■ Aim of the task
Write the next part of the article on business risk and the COVID-19 pandemic, beginning after its final sentence.

■ Excerpted passage
═══
This article has been prepared by Jeff Cooper, Principal of R&O Consulting Pty Ltd, Melbourne.
Events in the world over the last 30 years or so have had some commonalities that differentiate them from the COVID-19 event that we are facing now. They were typically man-made, or as is often quoted, Mother Nature at work. Examples are bushfires, civil war, earthquake, tsunami and even the outbreak of some diseases in poorer, less developed countries. So what do they have in common? They are localised or regional in nature. Christchurch in New Zealand is a poignant example where there are still buildings that cannot be accessed, and the expected business interruption period of up to 24 months has been well and truly exceeded.
The longer an economy is impacted by such events, the more the people living in that economy and the local businesses suffer, which naturally leads to long lasting impacts.
The risk of an outbreak of a disease that has global implications has wide reaching impacts and needs to be considered more fully by business. This is particularly given the globalisation of industry and commerce, and the reliance or dependency on external sources of supply, including transport.
The question is should our approach change? Maybe the risk of a pandemic should have been assessed already considering we have had Avian flu (H5N1), Sars (SARS-CoV) and Ebola in recent years. Perhaps the likelihood rating has kept it off the key risk radar for organisations. Time to reassess?
It is recommended that businesses go back to basics when first the event occurs, in this case when the pandemic was announced, and all Government plans triggered.
The sudden closure of the global economy is certainly unprecedented and immediately impactive whether a business manufactures, distributes or provide services across industry.
There are then three stages:
Reaction – We have witnessed this, business closures, airlines shutting down, borders being closed and during this period, it is all about what we would typically call disaster recovery. It is fair to say that most of us were in a daze for the first few weeks. Supply chain management is certainly critical.
═══
■ Available data
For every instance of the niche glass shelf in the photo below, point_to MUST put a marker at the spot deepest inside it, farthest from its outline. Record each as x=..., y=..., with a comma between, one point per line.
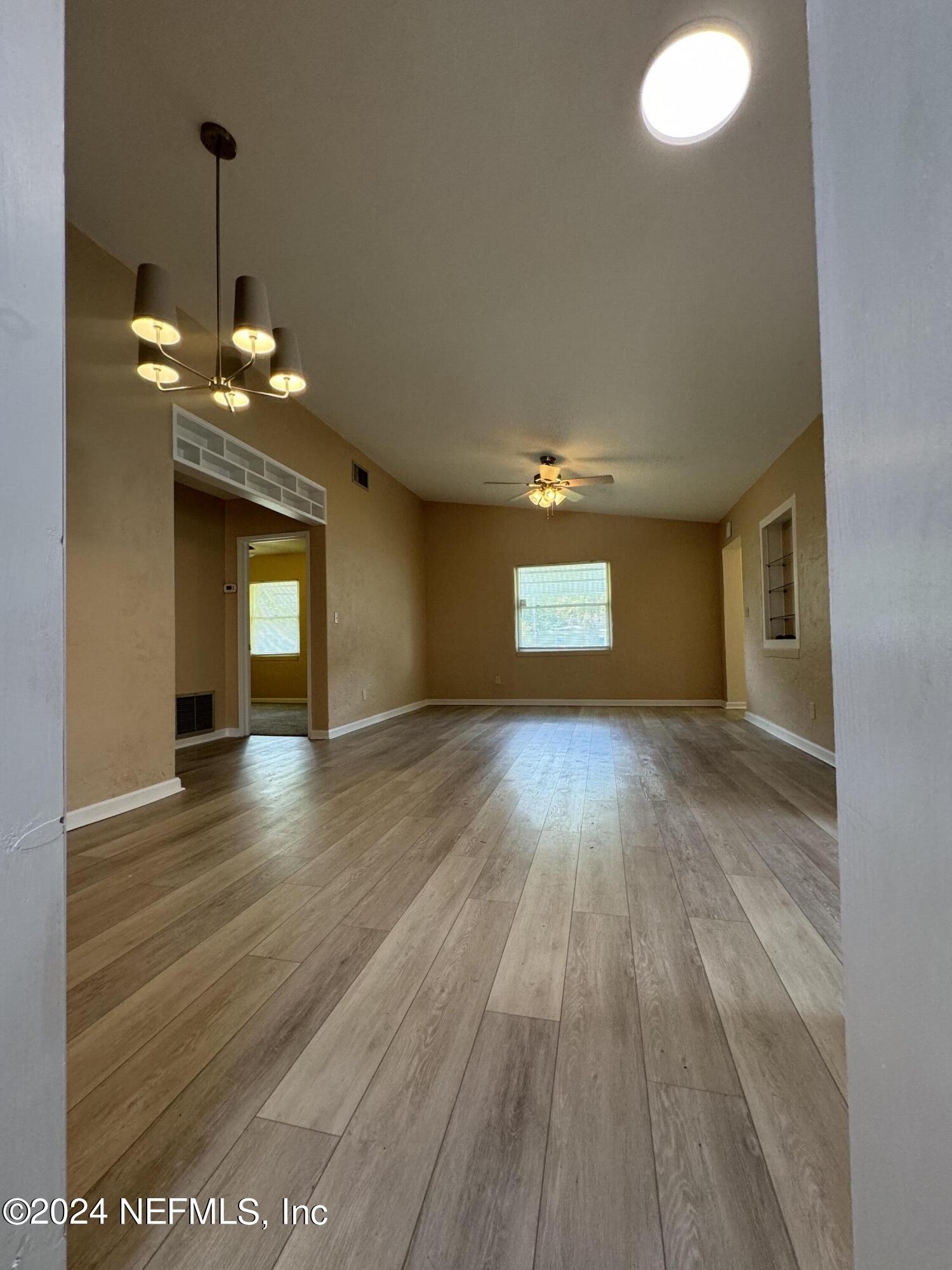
x=779, y=556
═══
■ Output of the exercise
Overcoming – The next stage is assessing how we get through this as a business. We have seen several ways this has been approached, many with Government assistance, JobSeeker, JobKeeper for instance.
Continuity – The question here is, after the pandemic is over and borders are slowly reopened what will the business look like. To key point being the business must first survive .
Some of the impacts can be reduced or mitigated by reviewing business risks and examining all interdependencies. SMEs in particular, should scrutinise contractual aspects of leases, supply agreements and so on, to try to insulate the business from some of the consequences of the pandemic.
Manufacturing and supply chain is nowadays typically on a “just-in-time” basis. That creates risks during long term shutdowns as we have seen with supermarkets and the “great loo paper shortage”. Businesses need to balance the cost of stockpiling for such an event, versus the business continuity risk of not doing so.
Re-examining the timeframes that you have built in for a business interruption and to test the business resilience for such an event, no matter the cause, is of critical importance.
Risk management is part of business DNA, so it shouldn’t require too much external assistance. It is recommended that you review your risk management framework thoroughly, and reassess the key risks facing your business now as we embark upon the “new” normal.
For every risk encountered there are opportunities, now is the time to embrace these opportunities.
Jeff Cooper, Principal of R&O Consulting Pty Ltd, Melbourne.